■ Фрагмент текста
+ + + + + + +

Они проснулись вместе на земле Ойле, под ясным Маиром. Они были невинны, как дети, и говорили наречием новым и милым, как язык первозданного рая. Сладкий, голубой свет изливал на них дивный Майр, благое солнце радостной земли. Были свежи и сладки вновь все впечатления бытия, и невинные стихии обнимали невинность тел. В могучих ощущениях радостной жизни на миг забылось все земное» (С. 459).

Характерный момент: путешествие Триродова и Елисаветы описывается в терминах эротических («нарастание восторга»), но самого контакта не происходит, он как бы «замедляется» или, если воспользоваться терминами Жиля Делёза, «отклоняется», «подвешивается». Похожее «подвешивание» имеет место и у Захер-Мазоха, у которого речь идет «не о негации или разрушении мира, но также и не об идеализации его; здесь имеется в виду отклонение мира, подвешивание его в акте отклонения, — чтобы открыть себя идеалу, который сам подвешен в фантазме». «Более того, — продолжает философ, — процесс мазохистского отклонения заходит столь далеко, что захватывает и сексуальное удовольствие как таковое: удовольствие отклоняется, задерживается максимально долгое время, что позволяет мазохисту в тот самый миг, когда он его, наконец, испытывает, отклонять его реальность, чтобы отождествиться с „новым человеком без половой любви“»[450].

+ + + + + + +

■ Данные ниже

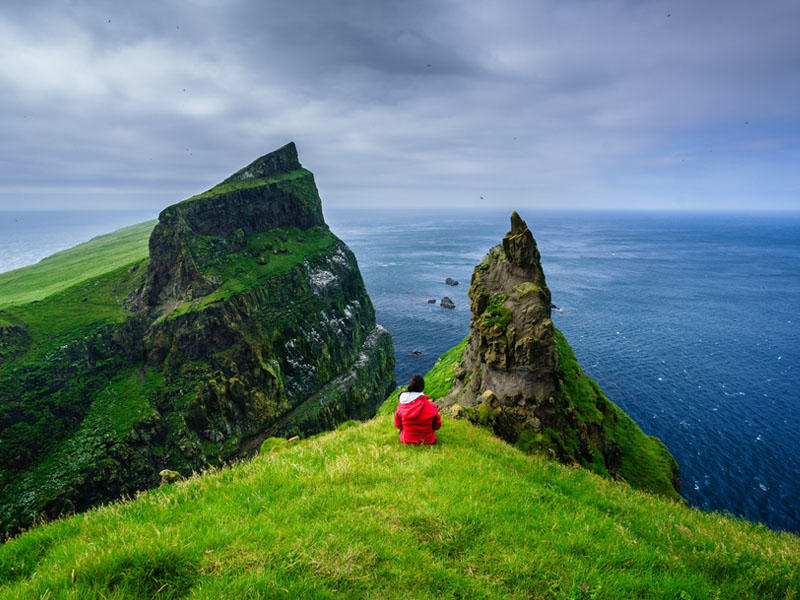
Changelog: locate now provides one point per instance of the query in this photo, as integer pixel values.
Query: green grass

+ + + + + + +

■ Задание 1
Перечислите, пожалуйста, всех людей и персонажей, которых фрагмент текста называет по имени.
■ Задание 2
Продолжите фрагмент текста о Триродове и Елисавете следующим абзацем.
Данные для работы не понадобятся.

■ Ответ 1
Триродов, Елисавета, Жиль Делёз, Захер-Мазох.

■ Ответ 2
На Ойле Елисавета и Триродов переносятся из высокой стеклянной башни, расположенной на крыше триродовской усадьбы. Однако этот подъем в мир мечты и восторга невозможен без предварительного спуска в подземный мир, мир страха и смерти. Чтобы воспарить к ясному Майру, Елисавета должна сначала пройти по узкому коридору, ведущему в чрево Земли. Не случайно, что по мере продвижения двух сестер по подземному ходу нарастает жара: все ближе они к центру Земли, к тому очистительному адскому пламени, которое выйдет на поверхность в виде вулканической лавы во втором романе трилогии. Не случайно и то, что грот, а также, по-видимому, и коридор залиты ослепительным светом, исходящим, как кажется, от самих стен. Этот равномерный неживой свет продуцируется, скорее всего, множеством невидимых электрических ламп. Ясным и неподвижным электрическим светом залиты и внутренние помещения дома Триродова. Вот как описывается в романе подъем Триродова вместе с провокатором Островым на верхние этажи дома: «Они пошли вверх по лестнице, узкой, очень пологой, с широкими и невысокими ступенями и частыми поворотами в разные стороны, под разными углами, с длинными площадками между маршей, — и на каждую площадку выходила какая-нибудь запертая плотно дверь. Ясный и неподвижный был свет. Холодная веселость и злость, неподвижная, полускрытая ирония были в блеске раскаленных добела проволочек, изогнутых в стеклянных грушах» (С. 66).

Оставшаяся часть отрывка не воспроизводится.